◆ Exercise directions
Among the records that follow, find each line holding the word "gate" and copy it.

◆ Material supplied
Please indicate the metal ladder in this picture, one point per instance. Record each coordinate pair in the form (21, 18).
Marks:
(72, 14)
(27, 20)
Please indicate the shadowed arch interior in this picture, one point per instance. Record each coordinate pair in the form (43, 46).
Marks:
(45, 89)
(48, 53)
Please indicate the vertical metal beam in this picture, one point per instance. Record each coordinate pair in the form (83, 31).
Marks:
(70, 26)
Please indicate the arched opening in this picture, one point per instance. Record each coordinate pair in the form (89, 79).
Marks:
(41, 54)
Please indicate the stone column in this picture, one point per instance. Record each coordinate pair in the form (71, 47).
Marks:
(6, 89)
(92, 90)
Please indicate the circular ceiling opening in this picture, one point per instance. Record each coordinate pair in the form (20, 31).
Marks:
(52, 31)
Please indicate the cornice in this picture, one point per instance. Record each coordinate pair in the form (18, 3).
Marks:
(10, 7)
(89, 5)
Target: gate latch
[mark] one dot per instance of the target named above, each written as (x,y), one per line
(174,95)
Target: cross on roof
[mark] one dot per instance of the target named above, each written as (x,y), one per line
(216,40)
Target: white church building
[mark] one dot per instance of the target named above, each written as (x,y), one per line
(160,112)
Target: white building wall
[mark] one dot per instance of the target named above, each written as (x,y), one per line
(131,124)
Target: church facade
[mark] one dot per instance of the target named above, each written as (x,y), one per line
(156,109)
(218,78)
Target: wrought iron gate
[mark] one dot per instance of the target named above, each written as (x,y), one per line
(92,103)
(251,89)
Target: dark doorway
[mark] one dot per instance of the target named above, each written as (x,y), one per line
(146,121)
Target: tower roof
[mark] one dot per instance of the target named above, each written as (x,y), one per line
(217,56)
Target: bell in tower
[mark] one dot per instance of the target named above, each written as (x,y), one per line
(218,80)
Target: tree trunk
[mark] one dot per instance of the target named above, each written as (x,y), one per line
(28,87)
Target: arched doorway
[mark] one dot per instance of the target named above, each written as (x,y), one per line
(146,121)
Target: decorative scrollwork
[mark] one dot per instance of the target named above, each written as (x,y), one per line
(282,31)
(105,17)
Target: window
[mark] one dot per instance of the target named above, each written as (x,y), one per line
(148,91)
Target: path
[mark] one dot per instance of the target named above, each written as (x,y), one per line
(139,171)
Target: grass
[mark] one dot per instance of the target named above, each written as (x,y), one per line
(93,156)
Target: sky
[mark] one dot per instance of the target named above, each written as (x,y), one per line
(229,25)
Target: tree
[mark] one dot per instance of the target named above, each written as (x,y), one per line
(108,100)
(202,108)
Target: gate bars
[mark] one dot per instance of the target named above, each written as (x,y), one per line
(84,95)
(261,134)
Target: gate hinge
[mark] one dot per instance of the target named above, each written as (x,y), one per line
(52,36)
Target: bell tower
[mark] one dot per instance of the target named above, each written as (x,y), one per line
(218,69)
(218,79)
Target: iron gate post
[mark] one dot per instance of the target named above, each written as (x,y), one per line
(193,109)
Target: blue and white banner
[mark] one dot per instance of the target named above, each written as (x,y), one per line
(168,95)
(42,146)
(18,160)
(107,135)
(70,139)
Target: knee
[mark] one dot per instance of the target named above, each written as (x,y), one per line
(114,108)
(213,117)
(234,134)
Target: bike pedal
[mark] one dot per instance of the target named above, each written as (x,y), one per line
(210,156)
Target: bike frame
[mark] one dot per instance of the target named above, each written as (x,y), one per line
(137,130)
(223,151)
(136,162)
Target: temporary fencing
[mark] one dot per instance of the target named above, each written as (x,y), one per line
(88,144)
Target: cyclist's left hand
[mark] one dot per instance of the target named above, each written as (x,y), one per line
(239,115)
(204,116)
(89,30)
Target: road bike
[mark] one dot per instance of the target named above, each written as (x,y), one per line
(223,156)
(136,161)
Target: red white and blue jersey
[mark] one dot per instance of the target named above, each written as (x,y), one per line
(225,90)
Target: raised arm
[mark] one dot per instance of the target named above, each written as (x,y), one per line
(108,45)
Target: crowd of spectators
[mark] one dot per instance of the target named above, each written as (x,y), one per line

◆ Exercise answer
Target: gate latch
Target: wrought iron gate
Target: gate bars
Target: gate hinge
Target: iron gate post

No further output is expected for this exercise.